SUPPLIED ENTRIES
--------

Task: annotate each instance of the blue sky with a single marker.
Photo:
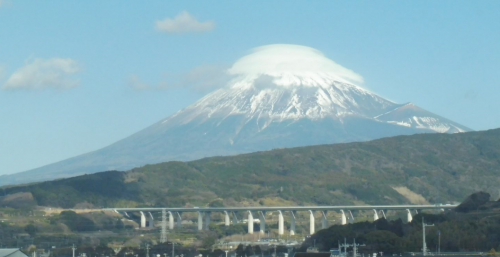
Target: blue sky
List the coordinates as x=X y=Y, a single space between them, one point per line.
x=76 y=76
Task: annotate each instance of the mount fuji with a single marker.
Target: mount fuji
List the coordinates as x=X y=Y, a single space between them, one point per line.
x=280 y=96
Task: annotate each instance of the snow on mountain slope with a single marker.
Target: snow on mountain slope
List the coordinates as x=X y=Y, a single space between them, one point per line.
x=410 y=115
x=280 y=96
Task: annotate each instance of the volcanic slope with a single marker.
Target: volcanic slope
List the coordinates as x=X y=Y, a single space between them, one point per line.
x=424 y=168
x=281 y=96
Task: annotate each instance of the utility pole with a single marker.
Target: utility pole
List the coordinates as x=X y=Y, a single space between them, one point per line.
x=163 y=234
x=439 y=242
x=355 y=248
x=424 y=245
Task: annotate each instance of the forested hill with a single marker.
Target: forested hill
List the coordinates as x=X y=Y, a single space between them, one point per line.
x=405 y=169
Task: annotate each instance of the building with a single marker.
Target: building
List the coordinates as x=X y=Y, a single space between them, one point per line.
x=12 y=252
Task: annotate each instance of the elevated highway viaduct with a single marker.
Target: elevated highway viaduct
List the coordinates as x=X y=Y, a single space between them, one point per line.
x=204 y=214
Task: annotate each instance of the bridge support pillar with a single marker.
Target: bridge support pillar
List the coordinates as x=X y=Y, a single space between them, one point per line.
x=281 y=223
x=207 y=220
x=343 y=219
x=170 y=220
x=292 y=223
x=227 y=221
x=200 y=221
x=250 y=222
x=324 y=221
x=179 y=219
x=375 y=215
x=262 y=222
x=235 y=218
x=143 y=220
x=311 y=223
x=351 y=217
x=409 y=218
x=151 y=220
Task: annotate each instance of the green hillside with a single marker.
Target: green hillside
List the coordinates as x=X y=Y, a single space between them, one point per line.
x=404 y=169
x=473 y=226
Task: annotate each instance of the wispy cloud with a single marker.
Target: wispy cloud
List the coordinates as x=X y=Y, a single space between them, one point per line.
x=45 y=73
x=135 y=83
x=184 y=23
x=201 y=79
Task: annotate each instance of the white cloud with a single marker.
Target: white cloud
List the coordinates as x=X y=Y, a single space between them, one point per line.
x=206 y=78
x=184 y=23
x=137 y=84
x=202 y=79
x=44 y=73
x=2 y=72
x=279 y=58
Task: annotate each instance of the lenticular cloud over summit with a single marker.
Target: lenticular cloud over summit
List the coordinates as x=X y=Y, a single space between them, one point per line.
x=281 y=96
x=276 y=60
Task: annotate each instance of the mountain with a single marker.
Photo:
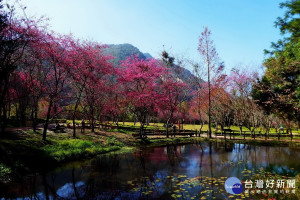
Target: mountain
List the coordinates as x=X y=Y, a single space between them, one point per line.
x=122 y=51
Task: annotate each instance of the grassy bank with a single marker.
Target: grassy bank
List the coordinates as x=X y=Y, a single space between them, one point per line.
x=24 y=152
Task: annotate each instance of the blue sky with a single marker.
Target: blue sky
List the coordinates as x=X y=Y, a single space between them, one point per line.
x=241 y=29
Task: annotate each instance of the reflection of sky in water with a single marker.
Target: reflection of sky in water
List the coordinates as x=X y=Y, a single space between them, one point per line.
x=107 y=176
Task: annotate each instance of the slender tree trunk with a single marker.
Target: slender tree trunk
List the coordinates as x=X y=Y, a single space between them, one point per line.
x=47 y=119
x=2 y=104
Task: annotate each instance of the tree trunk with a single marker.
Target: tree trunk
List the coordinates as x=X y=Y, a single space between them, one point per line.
x=47 y=119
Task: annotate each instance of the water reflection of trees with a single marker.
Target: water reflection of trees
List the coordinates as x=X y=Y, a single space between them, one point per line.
x=106 y=177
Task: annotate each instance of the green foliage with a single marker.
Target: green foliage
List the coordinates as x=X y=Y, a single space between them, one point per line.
x=279 y=89
x=75 y=148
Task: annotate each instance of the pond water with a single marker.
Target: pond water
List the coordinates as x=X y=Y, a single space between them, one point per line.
x=191 y=171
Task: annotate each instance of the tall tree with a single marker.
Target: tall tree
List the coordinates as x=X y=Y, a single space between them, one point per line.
x=141 y=87
x=278 y=91
x=210 y=59
x=15 y=34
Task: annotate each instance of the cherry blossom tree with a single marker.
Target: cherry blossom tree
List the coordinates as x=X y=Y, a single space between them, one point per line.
x=141 y=80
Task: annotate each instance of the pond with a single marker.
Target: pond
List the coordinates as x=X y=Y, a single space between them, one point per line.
x=191 y=171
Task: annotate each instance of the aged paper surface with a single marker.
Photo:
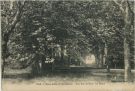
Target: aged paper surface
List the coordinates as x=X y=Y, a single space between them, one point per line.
x=67 y=45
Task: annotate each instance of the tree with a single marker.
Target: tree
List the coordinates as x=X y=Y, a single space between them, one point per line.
x=128 y=17
x=10 y=25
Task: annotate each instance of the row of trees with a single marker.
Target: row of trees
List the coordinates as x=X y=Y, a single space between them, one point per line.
x=34 y=30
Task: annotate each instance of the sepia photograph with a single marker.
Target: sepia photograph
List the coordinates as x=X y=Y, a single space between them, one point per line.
x=67 y=45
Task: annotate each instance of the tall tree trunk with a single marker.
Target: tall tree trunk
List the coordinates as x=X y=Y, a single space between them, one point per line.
x=126 y=61
x=10 y=28
x=128 y=16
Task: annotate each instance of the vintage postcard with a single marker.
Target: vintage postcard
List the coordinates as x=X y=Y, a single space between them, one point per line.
x=67 y=45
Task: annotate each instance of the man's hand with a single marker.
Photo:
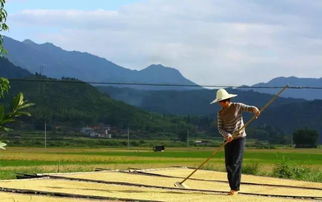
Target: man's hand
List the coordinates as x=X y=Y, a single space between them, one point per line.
x=256 y=112
x=229 y=138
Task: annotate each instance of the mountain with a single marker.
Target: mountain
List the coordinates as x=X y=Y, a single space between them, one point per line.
x=55 y=62
x=71 y=104
x=304 y=93
x=285 y=114
x=9 y=70
x=189 y=102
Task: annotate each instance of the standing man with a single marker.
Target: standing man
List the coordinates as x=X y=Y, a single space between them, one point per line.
x=230 y=120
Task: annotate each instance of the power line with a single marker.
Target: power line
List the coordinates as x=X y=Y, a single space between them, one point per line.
x=71 y=81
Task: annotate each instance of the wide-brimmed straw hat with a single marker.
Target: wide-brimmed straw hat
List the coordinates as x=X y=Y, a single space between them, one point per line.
x=222 y=94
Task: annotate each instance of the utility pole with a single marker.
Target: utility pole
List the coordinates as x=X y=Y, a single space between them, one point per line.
x=187 y=137
x=45 y=135
x=128 y=138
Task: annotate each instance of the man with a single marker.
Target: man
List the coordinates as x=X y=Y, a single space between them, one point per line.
x=230 y=121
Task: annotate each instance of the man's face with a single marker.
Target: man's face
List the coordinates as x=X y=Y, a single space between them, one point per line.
x=224 y=103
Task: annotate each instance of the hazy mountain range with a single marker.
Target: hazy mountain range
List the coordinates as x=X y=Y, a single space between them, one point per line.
x=55 y=62
x=286 y=113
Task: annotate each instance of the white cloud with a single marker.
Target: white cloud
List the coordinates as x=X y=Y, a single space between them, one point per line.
x=209 y=41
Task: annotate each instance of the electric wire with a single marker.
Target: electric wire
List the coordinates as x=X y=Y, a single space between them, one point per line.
x=74 y=81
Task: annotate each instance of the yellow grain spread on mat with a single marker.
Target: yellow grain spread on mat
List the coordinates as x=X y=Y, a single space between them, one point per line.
x=122 y=191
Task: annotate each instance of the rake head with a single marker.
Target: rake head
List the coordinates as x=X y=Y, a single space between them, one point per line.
x=181 y=185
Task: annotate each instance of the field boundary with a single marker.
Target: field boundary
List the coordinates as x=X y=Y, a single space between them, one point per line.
x=66 y=195
x=181 y=189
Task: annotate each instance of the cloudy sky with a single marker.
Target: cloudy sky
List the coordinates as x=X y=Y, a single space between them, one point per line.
x=225 y=42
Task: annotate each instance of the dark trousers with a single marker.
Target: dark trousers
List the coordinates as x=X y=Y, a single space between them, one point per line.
x=233 y=159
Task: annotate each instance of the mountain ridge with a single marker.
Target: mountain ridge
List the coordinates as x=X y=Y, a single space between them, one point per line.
x=56 y=62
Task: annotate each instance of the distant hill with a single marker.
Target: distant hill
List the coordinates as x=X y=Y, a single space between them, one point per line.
x=75 y=104
x=285 y=114
x=55 y=62
x=192 y=102
x=9 y=70
x=308 y=94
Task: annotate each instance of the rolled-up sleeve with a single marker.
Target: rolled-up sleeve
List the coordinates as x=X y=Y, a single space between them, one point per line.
x=221 y=130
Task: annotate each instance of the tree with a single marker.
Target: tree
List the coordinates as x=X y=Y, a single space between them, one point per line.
x=18 y=103
x=305 y=138
x=3 y=25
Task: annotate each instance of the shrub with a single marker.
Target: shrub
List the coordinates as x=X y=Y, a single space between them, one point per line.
x=251 y=169
x=292 y=171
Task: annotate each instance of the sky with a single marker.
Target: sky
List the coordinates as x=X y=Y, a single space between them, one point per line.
x=211 y=42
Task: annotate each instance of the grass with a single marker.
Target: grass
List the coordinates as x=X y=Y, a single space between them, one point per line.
x=256 y=161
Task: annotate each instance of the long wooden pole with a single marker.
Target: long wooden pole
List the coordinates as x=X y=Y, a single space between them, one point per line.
x=237 y=132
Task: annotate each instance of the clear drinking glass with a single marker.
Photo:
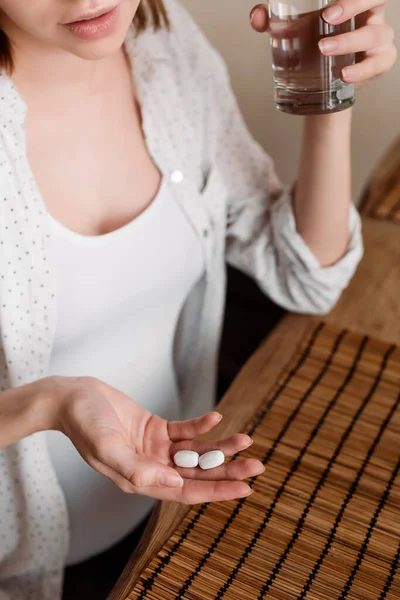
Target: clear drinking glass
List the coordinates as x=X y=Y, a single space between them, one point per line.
x=305 y=81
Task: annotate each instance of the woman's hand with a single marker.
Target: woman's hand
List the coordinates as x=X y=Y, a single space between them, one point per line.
x=134 y=448
x=373 y=37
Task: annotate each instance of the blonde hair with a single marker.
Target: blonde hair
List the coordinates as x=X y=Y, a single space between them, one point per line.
x=149 y=13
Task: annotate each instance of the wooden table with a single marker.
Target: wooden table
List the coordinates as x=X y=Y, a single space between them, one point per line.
x=371 y=305
x=238 y=406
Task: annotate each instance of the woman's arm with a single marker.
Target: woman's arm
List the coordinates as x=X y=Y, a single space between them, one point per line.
x=323 y=191
x=25 y=410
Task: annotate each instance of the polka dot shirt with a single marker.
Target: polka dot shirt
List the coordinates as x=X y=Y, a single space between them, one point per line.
x=224 y=183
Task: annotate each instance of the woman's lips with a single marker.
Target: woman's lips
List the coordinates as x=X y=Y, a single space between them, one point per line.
x=97 y=28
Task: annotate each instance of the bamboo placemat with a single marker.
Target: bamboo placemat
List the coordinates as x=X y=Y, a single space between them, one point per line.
x=323 y=521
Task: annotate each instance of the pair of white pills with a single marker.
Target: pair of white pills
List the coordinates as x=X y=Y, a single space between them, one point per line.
x=189 y=459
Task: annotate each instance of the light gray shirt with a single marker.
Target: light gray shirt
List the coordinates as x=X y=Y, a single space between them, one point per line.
x=226 y=187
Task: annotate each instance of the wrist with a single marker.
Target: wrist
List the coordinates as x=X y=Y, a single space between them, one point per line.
x=323 y=127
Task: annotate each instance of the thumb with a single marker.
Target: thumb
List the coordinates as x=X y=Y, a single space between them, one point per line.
x=259 y=18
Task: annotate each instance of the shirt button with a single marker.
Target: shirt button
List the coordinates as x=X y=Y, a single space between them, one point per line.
x=176 y=176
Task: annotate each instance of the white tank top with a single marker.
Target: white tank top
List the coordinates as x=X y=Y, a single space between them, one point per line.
x=120 y=296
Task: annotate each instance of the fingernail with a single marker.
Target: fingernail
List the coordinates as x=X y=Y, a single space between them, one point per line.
x=169 y=479
x=333 y=13
x=347 y=73
x=328 y=46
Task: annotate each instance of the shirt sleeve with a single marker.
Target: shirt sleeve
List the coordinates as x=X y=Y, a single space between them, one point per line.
x=261 y=235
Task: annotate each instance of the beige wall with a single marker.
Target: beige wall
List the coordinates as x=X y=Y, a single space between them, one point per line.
x=377 y=114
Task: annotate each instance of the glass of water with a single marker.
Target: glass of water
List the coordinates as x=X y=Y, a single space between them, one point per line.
x=305 y=81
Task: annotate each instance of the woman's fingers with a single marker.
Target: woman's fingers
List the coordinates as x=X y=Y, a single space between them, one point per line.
x=361 y=40
x=112 y=455
x=187 y=430
x=259 y=18
x=229 y=446
x=237 y=470
x=343 y=10
x=197 y=492
x=374 y=65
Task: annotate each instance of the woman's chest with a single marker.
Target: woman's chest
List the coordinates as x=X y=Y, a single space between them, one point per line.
x=92 y=166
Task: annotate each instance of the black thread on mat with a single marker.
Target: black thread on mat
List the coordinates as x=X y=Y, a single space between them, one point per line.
x=165 y=560
x=293 y=469
x=371 y=527
x=390 y=577
x=354 y=485
x=300 y=523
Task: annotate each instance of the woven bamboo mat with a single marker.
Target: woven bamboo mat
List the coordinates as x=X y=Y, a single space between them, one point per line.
x=323 y=521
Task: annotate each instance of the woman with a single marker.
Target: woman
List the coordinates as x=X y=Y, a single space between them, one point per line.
x=127 y=179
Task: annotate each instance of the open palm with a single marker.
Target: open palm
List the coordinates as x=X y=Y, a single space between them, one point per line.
x=134 y=448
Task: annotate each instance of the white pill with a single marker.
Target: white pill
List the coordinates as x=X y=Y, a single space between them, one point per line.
x=186 y=459
x=211 y=460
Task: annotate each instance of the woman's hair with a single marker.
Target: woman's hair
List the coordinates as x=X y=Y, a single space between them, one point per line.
x=149 y=13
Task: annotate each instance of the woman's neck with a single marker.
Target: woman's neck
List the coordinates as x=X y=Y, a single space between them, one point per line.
x=42 y=66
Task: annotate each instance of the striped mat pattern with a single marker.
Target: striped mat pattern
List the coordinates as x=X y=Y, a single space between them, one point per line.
x=324 y=519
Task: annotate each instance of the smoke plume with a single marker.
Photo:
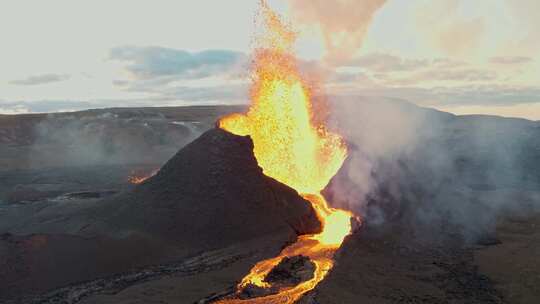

--------

WHAT THE EXERCISE ASKS
Express the lines from the one containing "Task: annotate each instance of the blonde" through the one containing "x=189 y=459", both included, as a JSON list of strings with one string per line and blank lines left out.

SOLUTION FOR THIS PROBLEM
[
  "Task: annotate each instance of the blonde hair with a single marker.",
  "Target: blonde hair",
  "List the coordinates as x=X y=Y, a single space between them, one point per line.",
  "x=149 y=13",
  "Task: annotate each instance of the wooden table with a single marker.",
  "Target: wooden table",
  "List the coordinates as x=X y=Y, a single space between them, one point per line.",
  "x=371 y=305",
  "x=238 y=406",
  "Task: annotate each instance of the woman's arm with a single marker.",
  "Target: woman's arm",
  "List the coordinates as x=X y=Y, a single space between them, one point per line.",
  "x=323 y=191",
  "x=25 y=410",
  "Task: annotate each instance of the polka dot shirt with a single marker.",
  "Target: polka dot shirt",
  "List the coordinates as x=X y=Y, a single space between them, one point per line.",
  "x=224 y=183",
  "Task: annotate each instance of the woman's lips with a single marker.",
  "Target: woman's lips",
  "List the coordinates as x=X y=Y, a single space between them, one point per line.",
  "x=97 y=28",
  "Task: annotate each instance of the bamboo placemat with a single marker.",
  "Target: bamboo placemat",
  "List the coordinates as x=X y=Y, a single space between them, one point per line.",
  "x=323 y=521",
  "Task: annotate each instance of the pair of white pills with a single marker.",
  "Target: pair of white pills",
  "List the coordinates as x=X y=Y, a single space between them, one point per line.",
  "x=189 y=459"
]